Written exercise >> According to the article on vacant Vancouver homes, for how much did the house at 4182 West 8th Avenue sell in July 2011?

These Vancouver Homes Sold For Millions In 2011 And Have Been Vacant And Rotting Since: Here's Why

These Vancouver Homes Sold For Millions In 2011 And Have Been Vacant And Rotting Since: Here's WhyPrint

Five years ago, in July of 2011, the house at 4182 West 8th Avenue in Vancouver in sold for $4.6 million. It now rests vacant, abandoned and rotting.

Six years ago this $6.2-million Point Grey home boasted unobstructed vistas of the North Shore mountains, English Bay and Vancouver’s skyline. A park sits across a quiet street. The home represents everything a family could aspire to.
As the National Post reports, it too is vacant and rotting. Windows have been left open and debris sits in the yard. Like a symbol of futility, a June 2015 City of Vancouver “untidy-premises” order remains pinned to the door.

Records from a dataset

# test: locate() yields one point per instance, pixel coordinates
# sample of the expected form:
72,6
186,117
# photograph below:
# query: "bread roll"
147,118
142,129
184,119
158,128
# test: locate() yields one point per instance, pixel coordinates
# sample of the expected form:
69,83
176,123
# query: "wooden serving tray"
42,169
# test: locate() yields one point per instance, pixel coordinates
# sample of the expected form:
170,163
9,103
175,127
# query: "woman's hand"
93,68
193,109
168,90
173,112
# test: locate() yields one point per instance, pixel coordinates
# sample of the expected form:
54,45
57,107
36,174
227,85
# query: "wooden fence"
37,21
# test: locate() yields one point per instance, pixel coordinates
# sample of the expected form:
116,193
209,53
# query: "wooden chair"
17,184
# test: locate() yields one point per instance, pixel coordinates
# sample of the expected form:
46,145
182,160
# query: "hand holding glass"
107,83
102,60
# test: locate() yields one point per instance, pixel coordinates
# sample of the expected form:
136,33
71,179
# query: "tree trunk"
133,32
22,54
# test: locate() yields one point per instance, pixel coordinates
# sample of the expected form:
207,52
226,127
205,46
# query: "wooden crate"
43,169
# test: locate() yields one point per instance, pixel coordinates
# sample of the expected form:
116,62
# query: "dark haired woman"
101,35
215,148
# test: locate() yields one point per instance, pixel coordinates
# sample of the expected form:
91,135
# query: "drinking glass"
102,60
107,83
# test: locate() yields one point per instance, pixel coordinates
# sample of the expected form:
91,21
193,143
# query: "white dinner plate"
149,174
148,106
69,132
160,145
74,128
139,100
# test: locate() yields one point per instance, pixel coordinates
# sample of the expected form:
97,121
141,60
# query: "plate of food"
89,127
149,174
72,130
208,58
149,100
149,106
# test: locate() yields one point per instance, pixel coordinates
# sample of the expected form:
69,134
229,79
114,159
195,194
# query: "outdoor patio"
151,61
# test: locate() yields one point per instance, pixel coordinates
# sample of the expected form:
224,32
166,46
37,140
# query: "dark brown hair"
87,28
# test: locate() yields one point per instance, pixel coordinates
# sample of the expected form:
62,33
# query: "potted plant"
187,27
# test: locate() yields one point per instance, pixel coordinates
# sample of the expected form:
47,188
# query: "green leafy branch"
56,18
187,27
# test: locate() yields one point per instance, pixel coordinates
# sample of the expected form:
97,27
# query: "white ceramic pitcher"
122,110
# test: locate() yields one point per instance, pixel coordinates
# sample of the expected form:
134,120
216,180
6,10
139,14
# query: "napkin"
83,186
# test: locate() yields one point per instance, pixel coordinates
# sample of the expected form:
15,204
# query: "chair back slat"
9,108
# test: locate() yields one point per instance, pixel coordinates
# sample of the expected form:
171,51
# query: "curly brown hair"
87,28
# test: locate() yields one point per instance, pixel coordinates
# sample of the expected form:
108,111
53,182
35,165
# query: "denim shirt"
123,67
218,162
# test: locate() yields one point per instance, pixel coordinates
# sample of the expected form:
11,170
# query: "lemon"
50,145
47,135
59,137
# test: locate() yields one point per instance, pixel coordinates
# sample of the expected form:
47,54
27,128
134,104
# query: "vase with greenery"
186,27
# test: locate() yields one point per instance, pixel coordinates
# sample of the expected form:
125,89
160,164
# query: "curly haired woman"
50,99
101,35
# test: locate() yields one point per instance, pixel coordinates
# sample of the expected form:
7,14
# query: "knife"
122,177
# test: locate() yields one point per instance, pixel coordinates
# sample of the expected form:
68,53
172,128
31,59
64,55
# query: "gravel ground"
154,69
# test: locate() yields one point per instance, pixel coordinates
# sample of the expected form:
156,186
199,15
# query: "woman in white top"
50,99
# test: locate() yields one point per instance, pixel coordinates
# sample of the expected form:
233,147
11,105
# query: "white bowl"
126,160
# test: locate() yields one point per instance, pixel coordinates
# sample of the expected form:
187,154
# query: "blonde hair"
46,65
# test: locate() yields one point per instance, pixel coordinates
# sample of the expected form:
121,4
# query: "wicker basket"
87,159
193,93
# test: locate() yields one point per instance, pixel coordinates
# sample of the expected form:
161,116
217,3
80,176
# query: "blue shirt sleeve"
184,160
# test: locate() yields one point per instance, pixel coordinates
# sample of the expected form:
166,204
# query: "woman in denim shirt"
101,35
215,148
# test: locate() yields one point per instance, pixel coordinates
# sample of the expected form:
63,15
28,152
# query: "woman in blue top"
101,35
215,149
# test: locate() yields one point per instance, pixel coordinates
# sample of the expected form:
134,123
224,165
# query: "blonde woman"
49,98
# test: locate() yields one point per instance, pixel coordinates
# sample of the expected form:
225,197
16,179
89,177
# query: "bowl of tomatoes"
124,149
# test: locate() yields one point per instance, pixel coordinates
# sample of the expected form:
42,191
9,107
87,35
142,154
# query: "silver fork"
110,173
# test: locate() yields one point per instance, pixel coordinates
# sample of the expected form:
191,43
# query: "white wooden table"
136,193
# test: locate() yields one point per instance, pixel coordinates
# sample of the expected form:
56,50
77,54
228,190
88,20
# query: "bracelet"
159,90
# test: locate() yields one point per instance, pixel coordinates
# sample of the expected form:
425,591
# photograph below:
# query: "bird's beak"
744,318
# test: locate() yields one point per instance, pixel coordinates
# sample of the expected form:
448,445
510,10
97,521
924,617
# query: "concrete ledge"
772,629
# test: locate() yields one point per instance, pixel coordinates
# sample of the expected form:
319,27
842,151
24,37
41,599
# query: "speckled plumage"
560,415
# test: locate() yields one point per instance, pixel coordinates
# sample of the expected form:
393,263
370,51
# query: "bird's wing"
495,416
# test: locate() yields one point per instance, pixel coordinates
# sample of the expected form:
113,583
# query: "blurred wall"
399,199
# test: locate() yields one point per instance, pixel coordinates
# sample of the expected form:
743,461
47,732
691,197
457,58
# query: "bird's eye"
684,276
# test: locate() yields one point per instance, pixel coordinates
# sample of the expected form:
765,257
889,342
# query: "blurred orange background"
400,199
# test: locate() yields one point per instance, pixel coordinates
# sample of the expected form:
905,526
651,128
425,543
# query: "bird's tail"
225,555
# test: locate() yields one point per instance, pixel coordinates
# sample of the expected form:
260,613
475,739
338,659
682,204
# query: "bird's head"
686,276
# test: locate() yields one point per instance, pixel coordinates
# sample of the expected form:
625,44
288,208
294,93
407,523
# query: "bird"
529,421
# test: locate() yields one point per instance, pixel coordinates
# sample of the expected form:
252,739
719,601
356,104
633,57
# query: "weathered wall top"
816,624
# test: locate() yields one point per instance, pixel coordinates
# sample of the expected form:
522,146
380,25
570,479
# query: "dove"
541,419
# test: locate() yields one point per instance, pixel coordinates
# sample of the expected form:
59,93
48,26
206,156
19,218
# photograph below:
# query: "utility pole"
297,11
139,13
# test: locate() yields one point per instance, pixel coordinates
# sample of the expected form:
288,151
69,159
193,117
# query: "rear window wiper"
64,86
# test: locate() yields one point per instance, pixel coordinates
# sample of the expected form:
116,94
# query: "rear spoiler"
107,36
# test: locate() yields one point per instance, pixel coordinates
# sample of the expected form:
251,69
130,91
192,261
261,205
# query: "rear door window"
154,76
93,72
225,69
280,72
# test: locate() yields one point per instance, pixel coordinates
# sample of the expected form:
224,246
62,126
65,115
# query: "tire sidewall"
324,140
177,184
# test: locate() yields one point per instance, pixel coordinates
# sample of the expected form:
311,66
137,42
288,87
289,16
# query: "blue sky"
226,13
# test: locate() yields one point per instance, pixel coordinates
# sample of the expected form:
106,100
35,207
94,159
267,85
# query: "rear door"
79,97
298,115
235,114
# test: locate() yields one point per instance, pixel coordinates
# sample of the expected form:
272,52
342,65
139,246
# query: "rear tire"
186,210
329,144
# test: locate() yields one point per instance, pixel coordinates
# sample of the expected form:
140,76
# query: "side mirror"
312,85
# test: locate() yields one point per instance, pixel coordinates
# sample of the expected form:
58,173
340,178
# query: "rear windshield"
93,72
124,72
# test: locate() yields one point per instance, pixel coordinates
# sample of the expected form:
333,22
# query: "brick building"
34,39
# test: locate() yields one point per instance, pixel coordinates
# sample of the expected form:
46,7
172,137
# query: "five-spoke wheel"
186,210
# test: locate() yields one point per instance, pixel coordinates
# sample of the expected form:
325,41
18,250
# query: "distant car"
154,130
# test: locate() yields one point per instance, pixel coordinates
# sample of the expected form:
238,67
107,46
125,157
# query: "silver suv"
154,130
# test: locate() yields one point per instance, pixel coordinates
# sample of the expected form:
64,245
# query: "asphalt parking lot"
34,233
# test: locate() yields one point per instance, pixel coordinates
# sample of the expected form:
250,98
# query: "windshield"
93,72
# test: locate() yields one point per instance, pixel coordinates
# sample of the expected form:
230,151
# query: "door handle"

Output below >> $4.6 million